Top of SOURCE RECORDS

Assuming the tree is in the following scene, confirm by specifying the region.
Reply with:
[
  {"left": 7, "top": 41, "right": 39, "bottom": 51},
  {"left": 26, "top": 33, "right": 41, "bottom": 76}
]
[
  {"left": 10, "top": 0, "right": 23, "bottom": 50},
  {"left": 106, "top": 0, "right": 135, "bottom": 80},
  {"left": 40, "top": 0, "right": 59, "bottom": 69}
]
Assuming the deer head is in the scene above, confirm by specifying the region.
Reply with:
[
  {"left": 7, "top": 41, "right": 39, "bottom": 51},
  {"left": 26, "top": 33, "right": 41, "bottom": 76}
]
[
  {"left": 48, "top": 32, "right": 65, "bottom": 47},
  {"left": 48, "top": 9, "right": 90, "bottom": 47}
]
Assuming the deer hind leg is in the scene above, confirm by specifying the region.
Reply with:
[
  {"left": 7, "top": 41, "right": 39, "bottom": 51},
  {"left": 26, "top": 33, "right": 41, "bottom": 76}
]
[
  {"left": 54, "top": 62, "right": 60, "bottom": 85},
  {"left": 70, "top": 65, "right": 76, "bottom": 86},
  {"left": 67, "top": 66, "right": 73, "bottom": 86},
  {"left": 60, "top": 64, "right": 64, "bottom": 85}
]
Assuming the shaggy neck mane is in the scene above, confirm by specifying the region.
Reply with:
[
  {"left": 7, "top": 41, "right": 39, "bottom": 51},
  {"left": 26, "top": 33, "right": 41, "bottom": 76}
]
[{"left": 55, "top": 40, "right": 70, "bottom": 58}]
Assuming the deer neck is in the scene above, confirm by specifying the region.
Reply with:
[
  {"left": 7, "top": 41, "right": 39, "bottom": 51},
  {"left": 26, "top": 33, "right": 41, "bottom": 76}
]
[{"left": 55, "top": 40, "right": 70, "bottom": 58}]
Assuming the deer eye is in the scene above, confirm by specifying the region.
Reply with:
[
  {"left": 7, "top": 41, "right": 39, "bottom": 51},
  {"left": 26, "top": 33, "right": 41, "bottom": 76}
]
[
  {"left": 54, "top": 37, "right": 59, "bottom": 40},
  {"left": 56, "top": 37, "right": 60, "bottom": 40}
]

Bottom of SOURCE RECORDS

* _EXERCISE DESCRIPTION_: Could you return every record above exactly as written?

* _OUTPUT BELOW_:
Assuming the tree is in the following scene, confirm by specifying the region.
Reply with:
[
  {"left": 7, "top": 41, "right": 39, "bottom": 51},
  {"left": 26, "top": 33, "right": 41, "bottom": 76}
]
[
  {"left": 10, "top": 0, "right": 23, "bottom": 50},
  {"left": 106, "top": 0, "right": 135, "bottom": 80},
  {"left": 40, "top": 0, "right": 59, "bottom": 69}
]
Assuming the deer head is in the scene above, confirm by specifying the region.
Reply with:
[
  {"left": 7, "top": 41, "right": 39, "bottom": 51},
  {"left": 26, "top": 33, "right": 41, "bottom": 76}
]
[
  {"left": 48, "top": 32, "right": 65, "bottom": 47},
  {"left": 48, "top": 9, "right": 90, "bottom": 47}
]
Assuming the deer hind leg is in the scene above, confirm by specifying the region.
Reply with:
[
  {"left": 7, "top": 41, "right": 39, "bottom": 51},
  {"left": 26, "top": 33, "right": 41, "bottom": 76}
]
[
  {"left": 54, "top": 62, "right": 60, "bottom": 85},
  {"left": 70, "top": 65, "right": 76, "bottom": 86},
  {"left": 67, "top": 66, "right": 73, "bottom": 86},
  {"left": 60, "top": 64, "right": 64, "bottom": 85}
]
Assuming the shaggy neck mane is in the scene above, confirm by specifying the region.
Reply with:
[
  {"left": 7, "top": 41, "right": 39, "bottom": 51},
  {"left": 26, "top": 33, "right": 41, "bottom": 76}
]
[{"left": 55, "top": 40, "right": 70, "bottom": 58}]
Assuming the deer neck is in the scene above, confirm by specifying the region.
Reply with:
[
  {"left": 7, "top": 41, "right": 39, "bottom": 51},
  {"left": 26, "top": 33, "right": 41, "bottom": 76}
]
[{"left": 55, "top": 40, "right": 70, "bottom": 58}]
Assuming the deer eye is in the scene above, confirm by specifying the region.
Reply with:
[
  {"left": 7, "top": 41, "right": 39, "bottom": 51},
  {"left": 26, "top": 33, "right": 41, "bottom": 76}
]
[
  {"left": 54, "top": 37, "right": 59, "bottom": 40},
  {"left": 56, "top": 37, "right": 60, "bottom": 40}
]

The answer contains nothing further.